start Dataset records

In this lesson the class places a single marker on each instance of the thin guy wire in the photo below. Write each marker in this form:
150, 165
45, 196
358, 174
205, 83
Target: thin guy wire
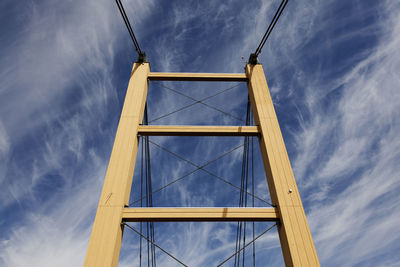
141, 197
163, 250
247, 244
149, 198
187, 174
211, 173
197, 102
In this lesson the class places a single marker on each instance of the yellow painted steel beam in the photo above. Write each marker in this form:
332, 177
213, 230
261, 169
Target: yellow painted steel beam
105, 240
207, 77
296, 241
175, 130
199, 214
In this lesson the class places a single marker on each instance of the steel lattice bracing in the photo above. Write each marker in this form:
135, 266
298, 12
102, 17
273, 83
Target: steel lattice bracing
295, 237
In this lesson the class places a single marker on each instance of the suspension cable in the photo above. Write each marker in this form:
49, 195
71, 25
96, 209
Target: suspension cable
253, 57
142, 54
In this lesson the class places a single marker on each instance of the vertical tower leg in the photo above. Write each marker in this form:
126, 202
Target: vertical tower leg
296, 241
106, 237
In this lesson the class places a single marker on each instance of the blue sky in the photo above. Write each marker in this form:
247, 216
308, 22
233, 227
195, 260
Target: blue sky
333, 71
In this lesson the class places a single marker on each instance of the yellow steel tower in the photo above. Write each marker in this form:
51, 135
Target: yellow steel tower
295, 237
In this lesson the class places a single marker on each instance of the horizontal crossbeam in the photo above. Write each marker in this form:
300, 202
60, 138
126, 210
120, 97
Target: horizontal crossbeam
206, 77
174, 130
199, 214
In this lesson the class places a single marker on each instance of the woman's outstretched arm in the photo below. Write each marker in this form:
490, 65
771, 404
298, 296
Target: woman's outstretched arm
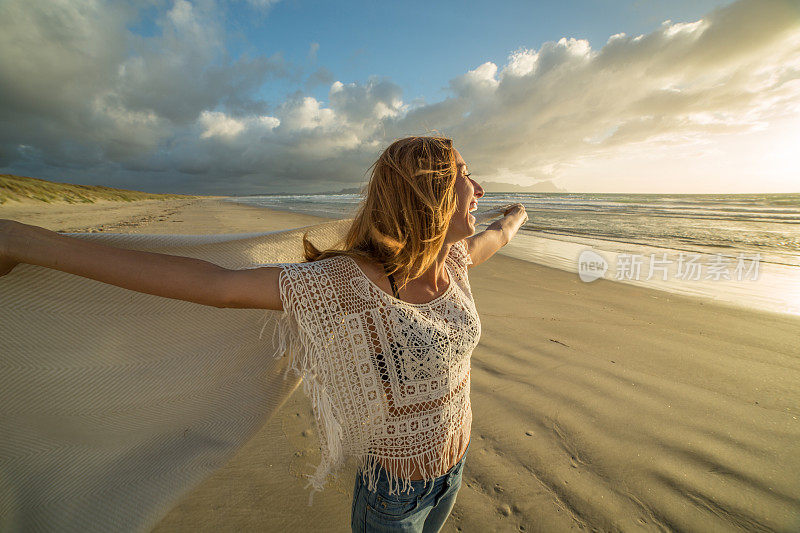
170, 276
485, 244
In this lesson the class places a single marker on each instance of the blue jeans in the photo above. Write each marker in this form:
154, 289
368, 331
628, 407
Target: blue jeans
423, 509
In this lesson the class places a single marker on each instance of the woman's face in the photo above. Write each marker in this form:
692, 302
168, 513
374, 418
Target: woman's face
468, 191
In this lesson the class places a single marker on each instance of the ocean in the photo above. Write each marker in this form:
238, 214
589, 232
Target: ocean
738, 249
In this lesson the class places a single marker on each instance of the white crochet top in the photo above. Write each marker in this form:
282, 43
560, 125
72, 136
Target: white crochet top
387, 379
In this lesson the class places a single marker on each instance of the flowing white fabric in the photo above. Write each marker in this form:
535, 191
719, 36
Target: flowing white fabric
388, 380
114, 404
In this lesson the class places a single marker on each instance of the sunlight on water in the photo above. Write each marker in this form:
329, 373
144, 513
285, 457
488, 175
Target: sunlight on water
715, 227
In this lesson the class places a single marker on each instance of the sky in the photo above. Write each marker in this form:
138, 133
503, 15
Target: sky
264, 96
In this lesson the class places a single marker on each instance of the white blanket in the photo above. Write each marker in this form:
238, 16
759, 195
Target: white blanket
114, 404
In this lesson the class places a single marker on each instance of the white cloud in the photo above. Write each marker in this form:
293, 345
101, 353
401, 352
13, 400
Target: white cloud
175, 105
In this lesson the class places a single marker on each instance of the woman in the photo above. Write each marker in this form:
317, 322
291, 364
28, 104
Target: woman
381, 329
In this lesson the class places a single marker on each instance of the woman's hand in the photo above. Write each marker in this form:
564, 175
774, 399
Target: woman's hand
7, 263
516, 210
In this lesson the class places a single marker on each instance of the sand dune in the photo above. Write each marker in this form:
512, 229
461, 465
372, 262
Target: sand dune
601, 407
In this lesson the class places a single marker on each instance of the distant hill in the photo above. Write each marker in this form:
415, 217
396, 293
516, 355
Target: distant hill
488, 186
542, 186
21, 188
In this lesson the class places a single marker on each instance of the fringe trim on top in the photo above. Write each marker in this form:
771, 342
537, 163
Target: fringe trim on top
291, 342
400, 468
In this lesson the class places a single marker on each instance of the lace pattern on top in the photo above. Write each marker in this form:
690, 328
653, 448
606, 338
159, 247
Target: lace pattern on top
388, 380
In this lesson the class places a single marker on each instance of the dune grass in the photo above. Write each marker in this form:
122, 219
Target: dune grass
21, 188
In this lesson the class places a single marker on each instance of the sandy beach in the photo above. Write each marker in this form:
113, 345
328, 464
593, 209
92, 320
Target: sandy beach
597, 406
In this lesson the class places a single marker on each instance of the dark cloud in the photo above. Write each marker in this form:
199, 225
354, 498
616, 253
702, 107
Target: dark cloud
83, 98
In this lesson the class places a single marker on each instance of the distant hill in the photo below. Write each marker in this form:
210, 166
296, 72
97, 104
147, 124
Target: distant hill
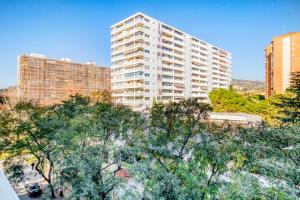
248, 85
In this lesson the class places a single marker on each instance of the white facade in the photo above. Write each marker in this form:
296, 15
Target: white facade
154, 61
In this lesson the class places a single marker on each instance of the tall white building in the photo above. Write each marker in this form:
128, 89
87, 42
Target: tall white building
154, 61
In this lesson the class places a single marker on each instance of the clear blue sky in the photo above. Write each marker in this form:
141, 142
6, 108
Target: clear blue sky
80, 30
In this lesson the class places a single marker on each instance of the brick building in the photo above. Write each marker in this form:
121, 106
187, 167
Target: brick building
47, 81
282, 58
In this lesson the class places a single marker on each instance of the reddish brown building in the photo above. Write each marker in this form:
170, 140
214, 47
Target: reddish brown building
282, 58
47, 81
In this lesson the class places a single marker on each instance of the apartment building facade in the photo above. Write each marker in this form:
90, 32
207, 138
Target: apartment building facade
48, 81
154, 61
282, 57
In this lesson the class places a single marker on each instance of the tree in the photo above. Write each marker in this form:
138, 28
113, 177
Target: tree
228, 100
176, 153
291, 102
90, 149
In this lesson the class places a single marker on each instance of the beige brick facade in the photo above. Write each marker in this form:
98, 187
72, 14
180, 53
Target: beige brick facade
47, 81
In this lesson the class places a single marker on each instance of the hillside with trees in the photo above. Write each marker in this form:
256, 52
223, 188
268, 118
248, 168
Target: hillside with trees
94, 149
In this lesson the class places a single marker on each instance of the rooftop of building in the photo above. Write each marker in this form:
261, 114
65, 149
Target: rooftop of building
140, 13
67, 60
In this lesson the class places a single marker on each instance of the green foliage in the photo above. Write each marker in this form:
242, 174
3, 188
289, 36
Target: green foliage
171, 152
290, 103
14, 172
224, 100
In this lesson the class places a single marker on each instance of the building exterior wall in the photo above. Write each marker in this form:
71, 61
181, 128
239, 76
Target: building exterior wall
48, 81
282, 58
154, 61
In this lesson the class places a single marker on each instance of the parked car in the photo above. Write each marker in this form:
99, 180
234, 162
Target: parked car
34, 190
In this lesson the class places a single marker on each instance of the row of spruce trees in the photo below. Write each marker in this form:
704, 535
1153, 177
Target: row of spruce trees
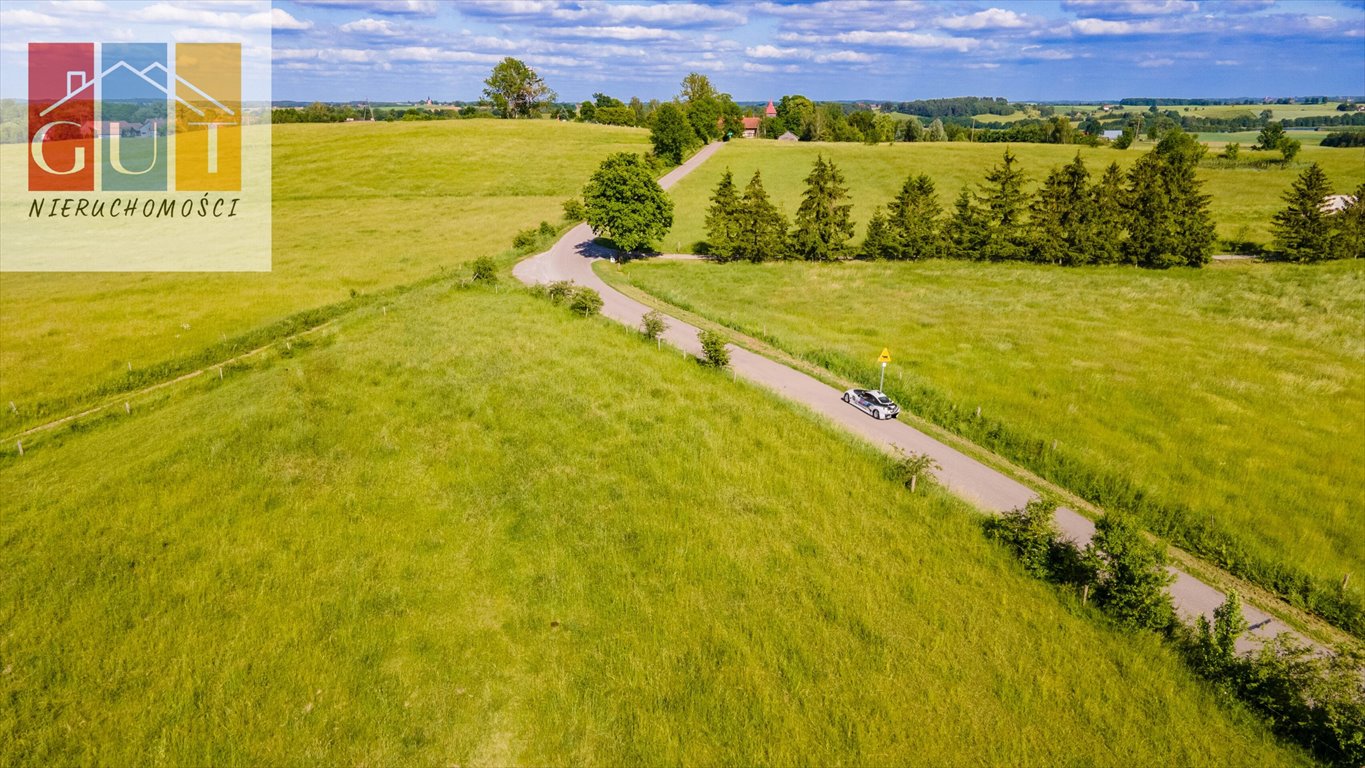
1154, 216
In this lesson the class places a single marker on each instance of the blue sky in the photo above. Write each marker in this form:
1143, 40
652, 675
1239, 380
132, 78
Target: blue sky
1042, 49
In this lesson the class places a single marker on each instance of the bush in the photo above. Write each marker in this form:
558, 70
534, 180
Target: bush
485, 270
526, 239
560, 291
714, 353
653, 325
1130, 576
908, 469
1029, 532
586, 302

end Dataset records

Work required
Leave out every picture, and copy exactly the lines from the line that contains "of the green" through the end of the material.

Written reply
In this lesson the class places a single marker on each instance of the green foliage in the photo above. Write each marker in this form:
242, 174
3, 188
289, 36
Target: green foliage
171, 152
290, 103
14, 172
224, 100
In this lesson the class places a single marker on each instance of the building exterior wall in the photo above. Write each marker in this form:
71, 61
181, 128
239, 76
Target: building exterior wall
48, 81
282, 58
154, 61
In this lesson the class places a single marker on each instance of the parked car in the photo above. Write each marker in this form:
99, 180
234, 162
Target: parked car
34, 190
In this lesson the class places a single marker on each instance of the row of spruce trees in the photo below. Write each marker in this form:
704, 535
1153, 177
Target: row of spruce trees
1154, 216
In this lesson the class places a single marker on each instance of the blue sky in the photo above. Write each marker in this form:
1143, 40
652, 675
1239, 380
132, 78
Target: blue sky
1042, 49
In this lesson the class places a single marker on each instance of the bush in the photo above. Write each marker in this form:
558, 70
534, 180
Target: bush
485, 270
526, 239
560, 291
714, 353
653, 325
1130, 576
908, 469
1029, 532
586, 302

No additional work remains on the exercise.